WHAT TO DO =
In the answer, each line of the listing should appear again unchanged.

*** RECORDS FOR THE EXERCISE ***

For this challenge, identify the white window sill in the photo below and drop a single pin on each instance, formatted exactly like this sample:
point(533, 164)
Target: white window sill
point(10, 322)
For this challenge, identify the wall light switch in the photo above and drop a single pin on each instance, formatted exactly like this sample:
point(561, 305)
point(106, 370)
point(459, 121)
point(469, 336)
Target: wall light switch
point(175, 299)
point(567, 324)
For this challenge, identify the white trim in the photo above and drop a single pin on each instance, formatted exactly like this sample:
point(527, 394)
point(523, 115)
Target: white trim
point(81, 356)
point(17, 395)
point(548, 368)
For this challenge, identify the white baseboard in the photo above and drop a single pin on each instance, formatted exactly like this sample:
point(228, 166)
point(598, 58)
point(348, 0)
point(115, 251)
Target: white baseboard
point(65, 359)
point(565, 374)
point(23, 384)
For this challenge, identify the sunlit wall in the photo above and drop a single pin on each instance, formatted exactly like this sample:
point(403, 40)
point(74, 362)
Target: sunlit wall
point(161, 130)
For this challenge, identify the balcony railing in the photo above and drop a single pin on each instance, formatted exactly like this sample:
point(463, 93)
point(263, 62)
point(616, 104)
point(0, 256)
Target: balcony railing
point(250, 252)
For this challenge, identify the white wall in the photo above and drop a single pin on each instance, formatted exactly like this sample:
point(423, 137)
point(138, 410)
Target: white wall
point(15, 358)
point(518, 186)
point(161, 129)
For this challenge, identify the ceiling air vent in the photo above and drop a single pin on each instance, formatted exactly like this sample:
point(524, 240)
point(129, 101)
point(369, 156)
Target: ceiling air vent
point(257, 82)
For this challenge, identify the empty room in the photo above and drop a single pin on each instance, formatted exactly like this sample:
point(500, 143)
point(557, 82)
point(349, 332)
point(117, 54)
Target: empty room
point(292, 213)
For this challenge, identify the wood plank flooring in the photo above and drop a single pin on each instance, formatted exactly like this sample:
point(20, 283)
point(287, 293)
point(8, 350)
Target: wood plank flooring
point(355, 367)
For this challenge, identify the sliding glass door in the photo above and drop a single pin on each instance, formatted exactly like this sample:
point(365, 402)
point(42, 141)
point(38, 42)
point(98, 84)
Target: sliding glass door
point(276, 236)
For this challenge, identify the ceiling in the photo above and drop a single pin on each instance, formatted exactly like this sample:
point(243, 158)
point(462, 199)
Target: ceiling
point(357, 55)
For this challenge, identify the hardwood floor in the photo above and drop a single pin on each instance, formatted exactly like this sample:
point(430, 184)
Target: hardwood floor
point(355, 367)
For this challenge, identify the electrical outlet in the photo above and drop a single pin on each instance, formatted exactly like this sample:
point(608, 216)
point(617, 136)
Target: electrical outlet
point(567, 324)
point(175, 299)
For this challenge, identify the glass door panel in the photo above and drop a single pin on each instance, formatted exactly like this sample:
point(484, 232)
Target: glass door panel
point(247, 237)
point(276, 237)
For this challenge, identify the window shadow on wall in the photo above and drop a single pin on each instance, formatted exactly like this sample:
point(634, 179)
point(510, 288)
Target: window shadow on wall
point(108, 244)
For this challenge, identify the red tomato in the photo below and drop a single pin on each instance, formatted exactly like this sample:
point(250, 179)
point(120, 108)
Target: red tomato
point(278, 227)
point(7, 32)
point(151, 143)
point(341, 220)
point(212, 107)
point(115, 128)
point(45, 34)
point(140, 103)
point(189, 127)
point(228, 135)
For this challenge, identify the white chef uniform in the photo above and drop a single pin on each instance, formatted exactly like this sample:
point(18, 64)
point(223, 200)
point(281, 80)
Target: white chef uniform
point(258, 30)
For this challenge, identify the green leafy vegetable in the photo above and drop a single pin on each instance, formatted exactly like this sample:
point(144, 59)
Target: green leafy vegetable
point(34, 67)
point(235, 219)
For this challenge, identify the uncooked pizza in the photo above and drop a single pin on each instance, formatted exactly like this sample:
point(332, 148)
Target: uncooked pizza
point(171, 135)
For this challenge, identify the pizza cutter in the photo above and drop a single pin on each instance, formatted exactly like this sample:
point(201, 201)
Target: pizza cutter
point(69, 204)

*** End of RECORDS FOR THE EXERCISE ***

TASK RESPONSE =
For this challenge, identify the white window sill in the photo below and drop a single pin on each instance, formatted exactly like this sample:
point(533, 164)
Target: white window sill
point(10, 322)
For this challenge, identify the wall light switch in the photo above and drop a single pin on each instance, formatted exactly like this sample:
point(561, 305)
point(106, 370)
point(459, 121)
point(469, 336)
Target: wall light switch
point(175, 299)
point(567, 324)
For this challenge, identify the white trim in the photo above and drop a single pin on each instance, formatted exactly like this sample:
point(527, 394)
point(523, 115)
Target: white trim
point(81, 356)
point(17, 395)
point(548, 368)
For this challenge, identify the white baseboard in the photo above and drop a single pin on each instance, formatted exactly like this sample:
point(228, 166)
point(598, 58)
point(348, 0)
point(115, 251)
Target: white baseboard
point(65, 359)
point(565, 374)
point(23, 384)
For this challenge, identify the sunlit wall in the photo above and drop a single pin on each instance, formatted exactly like this sample:
point(403, 40)
point(74, 362)
Target: sunlit wall
point(161, 130)
For this challenge, identify the balcony railing in the photo above and drop a single pin on each instance, formatted exactly like this sample:
point(463, 93)
point(263, 62)
point(616, 104)
point(0, 256)
Target: balcony railing
point(250, 252)
For this challenge, identify the white wall in the photo above and drop a single pin on each instance, formatted exactly like this sample:
point(423, 137)
point(138, 410)
Target: white wall
point(15, 358)
point(518, 186)
point(161, 129)
For this challenge, identify the ceiling air vent in the photo above and drop a single pin on each instance, formatted exactly like this sample:
point(524, 240)
point(129, 101)
point(369, 156)
Target: ceiling air vent
point(257, 82)
For this challenge, identify the empty room in the photo above and drop a single pin on each instance, formatted exactly like this sample:
point(500, 143)
point(557, 82)
point(349, 332)
point(117, 54)
Target: empty room
point(292, 213)
For this challenge, identify the wood plank flooring in the photo above and drop a single pin on each instance, formatted exactly like this sample:
point(20, 283)
point(287, 293)
point(8, 350)
Target: wood plank flooring
point(355, 367)
For this challenge, identify the sliding glass door in the photo above and drop a single pin on each instance, formatted exactly like this sample:
point(365, 402)
point(42, 141)
point(38, 42)
point(98, 84)
Target: sliding glass door
point(276, 236)
For this challenge, identify the ceiling in the photo above and drop a single pin on each instance, formatted exactly like this sample:
point(243, 158)
point(462, 199)
Target: ceiling
point(357, 55)
For this challenge, identify the hardwood floor in the photo above and drop a single pin on each instance, formatted exactly like this sample:
point(430, 184)
Target: hardwood floor
point(355, 367)
For this challenge, identify the electrical outlet in the photo above and drop a single pin on each instance, formatted exactly like this sample:
point(608, 216)
point(617, 136)
Target: electrical outlet
point(567, 324)
point(175, 299)
For this challenge, identify the glass door panel in the photo above and drop a single pin on each instance, formatted exactly like this sample:
point(484, 232)
Target: glass door panel
point(247, 237)
point(276, 237)
For this challenge, identify the window shadow on wall in the photo above and drop a single pin on each instance, formatted exactly like this sample:
point(634, 179)
point(510, 288)
Target: window shadow on wall
point(108, 244)
For this challenge, identify the red tomato in the photo below and drop a single pin on each instance, formatted exactly like this sample:
point(250, 179)
point(120, 108)
Target: red tomato
point(278, 227)
point(7, 32)
point(151, 143)
point(341, 220)
point(212, 107)
point(115, 128)
point(45, 34)
point(140, 103)
point(189, 127)
point(228, 135)
For this challenge, identify the white chef uniform in the photo above and drop a single pin on each instance, formatted exactly like this sample:
point(18, 64)
point(223, 200)
point(281, 80)
Target: white chef uniform
point(258, 30)
For this challenge, identify the green leafy vegetable in the photo above and drop a single pin on each instance, formatted exactly like this sample:
point(144, 59)
Target: green leafy vegetable
point(34, 67)
point(235, 219)
For this challenge, identify the uncooked pizza in the photo above and drop a single pin on each instance, formatted exactly like this sample:
point(332, 148)
Target: uncooked pizza
point(171, 135)
For this challenge, identify the pizza cutter in the photo above and drop a single pin on each instance, formatted exactly like this sample:
point(201, 201)
Target: pizza cutter
point(69, 204)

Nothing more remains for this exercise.